## Dataset excerpts
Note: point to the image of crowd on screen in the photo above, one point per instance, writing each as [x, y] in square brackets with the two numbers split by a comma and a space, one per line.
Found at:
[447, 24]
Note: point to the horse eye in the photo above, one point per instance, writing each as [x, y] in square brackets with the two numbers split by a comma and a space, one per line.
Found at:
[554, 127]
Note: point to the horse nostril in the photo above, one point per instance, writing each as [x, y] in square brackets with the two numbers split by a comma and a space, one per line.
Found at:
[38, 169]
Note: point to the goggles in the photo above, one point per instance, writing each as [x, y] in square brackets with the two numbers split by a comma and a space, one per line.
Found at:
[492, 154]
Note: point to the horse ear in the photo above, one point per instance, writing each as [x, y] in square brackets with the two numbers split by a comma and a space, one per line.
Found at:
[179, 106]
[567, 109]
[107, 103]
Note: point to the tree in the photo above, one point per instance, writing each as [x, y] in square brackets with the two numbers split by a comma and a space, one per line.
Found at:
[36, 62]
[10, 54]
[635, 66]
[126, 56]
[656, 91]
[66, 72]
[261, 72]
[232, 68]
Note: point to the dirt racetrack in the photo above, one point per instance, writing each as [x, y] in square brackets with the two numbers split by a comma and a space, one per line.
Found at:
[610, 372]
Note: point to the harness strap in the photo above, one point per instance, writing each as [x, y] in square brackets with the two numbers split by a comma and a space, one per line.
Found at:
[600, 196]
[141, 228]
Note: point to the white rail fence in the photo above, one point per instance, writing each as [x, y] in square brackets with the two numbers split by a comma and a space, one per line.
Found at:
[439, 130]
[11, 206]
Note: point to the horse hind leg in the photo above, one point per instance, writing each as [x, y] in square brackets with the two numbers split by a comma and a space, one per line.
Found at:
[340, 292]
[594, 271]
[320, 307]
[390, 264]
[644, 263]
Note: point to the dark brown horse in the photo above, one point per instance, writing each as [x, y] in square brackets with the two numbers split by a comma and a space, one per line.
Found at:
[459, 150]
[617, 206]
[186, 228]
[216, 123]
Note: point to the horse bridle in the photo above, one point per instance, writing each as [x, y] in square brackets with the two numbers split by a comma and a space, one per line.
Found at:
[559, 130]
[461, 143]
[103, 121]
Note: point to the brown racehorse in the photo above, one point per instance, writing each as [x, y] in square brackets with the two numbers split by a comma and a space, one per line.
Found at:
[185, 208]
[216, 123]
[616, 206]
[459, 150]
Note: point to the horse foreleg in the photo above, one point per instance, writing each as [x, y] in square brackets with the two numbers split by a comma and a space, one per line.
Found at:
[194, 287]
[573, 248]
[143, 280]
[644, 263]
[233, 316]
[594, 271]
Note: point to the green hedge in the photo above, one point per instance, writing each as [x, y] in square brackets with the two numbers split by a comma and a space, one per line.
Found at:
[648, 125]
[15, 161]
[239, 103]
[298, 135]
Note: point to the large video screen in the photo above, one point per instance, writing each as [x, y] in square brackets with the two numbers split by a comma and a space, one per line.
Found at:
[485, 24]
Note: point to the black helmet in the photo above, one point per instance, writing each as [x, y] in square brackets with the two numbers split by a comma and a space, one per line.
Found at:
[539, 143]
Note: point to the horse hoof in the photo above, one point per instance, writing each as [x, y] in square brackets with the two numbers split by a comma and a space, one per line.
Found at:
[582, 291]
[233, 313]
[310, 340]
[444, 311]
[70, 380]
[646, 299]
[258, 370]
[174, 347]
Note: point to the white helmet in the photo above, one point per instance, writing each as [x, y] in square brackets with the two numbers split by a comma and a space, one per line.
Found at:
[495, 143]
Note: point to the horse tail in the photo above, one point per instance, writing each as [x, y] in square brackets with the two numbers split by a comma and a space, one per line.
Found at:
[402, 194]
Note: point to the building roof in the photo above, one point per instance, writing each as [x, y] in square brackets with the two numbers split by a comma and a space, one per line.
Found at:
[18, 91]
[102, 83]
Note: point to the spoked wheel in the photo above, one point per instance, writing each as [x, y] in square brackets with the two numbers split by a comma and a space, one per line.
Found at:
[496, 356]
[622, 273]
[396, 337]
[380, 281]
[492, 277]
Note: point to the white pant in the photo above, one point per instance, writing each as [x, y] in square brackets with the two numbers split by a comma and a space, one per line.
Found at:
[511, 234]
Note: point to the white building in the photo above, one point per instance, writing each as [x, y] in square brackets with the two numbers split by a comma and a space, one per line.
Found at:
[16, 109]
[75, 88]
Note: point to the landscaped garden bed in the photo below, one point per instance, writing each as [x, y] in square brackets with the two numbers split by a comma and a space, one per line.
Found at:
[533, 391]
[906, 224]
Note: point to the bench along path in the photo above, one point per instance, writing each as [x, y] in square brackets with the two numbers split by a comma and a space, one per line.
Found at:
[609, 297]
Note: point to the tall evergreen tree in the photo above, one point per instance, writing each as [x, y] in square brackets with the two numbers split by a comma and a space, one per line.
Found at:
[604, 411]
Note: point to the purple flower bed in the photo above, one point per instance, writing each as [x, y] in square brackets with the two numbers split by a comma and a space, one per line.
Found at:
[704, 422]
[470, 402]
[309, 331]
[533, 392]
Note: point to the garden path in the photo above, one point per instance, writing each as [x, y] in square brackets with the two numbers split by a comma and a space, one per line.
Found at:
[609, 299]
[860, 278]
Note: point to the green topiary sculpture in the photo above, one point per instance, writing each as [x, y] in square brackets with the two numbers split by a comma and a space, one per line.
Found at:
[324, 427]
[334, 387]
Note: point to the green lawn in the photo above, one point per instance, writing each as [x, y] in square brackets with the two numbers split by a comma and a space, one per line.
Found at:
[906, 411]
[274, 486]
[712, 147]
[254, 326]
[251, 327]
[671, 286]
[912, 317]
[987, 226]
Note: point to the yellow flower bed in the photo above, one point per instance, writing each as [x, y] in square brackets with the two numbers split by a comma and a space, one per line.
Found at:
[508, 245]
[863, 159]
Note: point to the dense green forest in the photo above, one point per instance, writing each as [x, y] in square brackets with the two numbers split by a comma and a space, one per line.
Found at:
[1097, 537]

## PROBLEM DESCRIPTION
In the entries above, find the line holding "Note: point to the horse bridle" and the line holding "Note: point to the brown", then retype exactly those two lines and every line between them, and nothing else.

## SOLVED EXERCISE
Note: point to the horse bridle in the photo above, one point per instance, writing each as [x, y] in square brackets with the two numbers split by a comma and a space, one per line.
Found at:
[559, 130]
[461, 143]
[103, 121]
Note: point to the brown racehorse in the photo above, one point per instance, writing each as [x, y] in square brackets with the two numbers split by a comma and a space, one per line.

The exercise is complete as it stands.